- AIM OF THE TASK:
Repeat the records below verbatim, from the line with "of the dark" to the line with "(1112, 881)", both lines included, and nothing else.

- ENTRIES PROVIDED:
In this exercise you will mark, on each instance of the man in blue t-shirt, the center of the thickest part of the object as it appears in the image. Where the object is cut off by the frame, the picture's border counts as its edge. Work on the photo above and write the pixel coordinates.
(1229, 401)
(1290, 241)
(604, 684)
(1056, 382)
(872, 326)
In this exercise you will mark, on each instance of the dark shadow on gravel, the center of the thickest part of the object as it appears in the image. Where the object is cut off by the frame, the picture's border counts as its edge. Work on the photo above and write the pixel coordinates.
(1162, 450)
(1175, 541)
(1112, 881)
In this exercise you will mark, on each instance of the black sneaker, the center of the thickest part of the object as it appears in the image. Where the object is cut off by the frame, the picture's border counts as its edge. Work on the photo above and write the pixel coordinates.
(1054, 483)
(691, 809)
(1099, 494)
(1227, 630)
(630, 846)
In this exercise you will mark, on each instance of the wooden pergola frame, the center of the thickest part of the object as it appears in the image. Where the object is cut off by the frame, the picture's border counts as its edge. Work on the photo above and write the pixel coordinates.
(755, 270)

- ANSWER TO THIS EXERCISE:
In this exercise you will mark, on each instance of the dark shadow on gravel, the center of the thickest part of the object as it appears in the image. Where the object is cut off by the frame, the picture's border counts as its edge. Work on the photo above and write the pixel coordinates.
(1162, 450)
(1175, 541)
(1112, 881)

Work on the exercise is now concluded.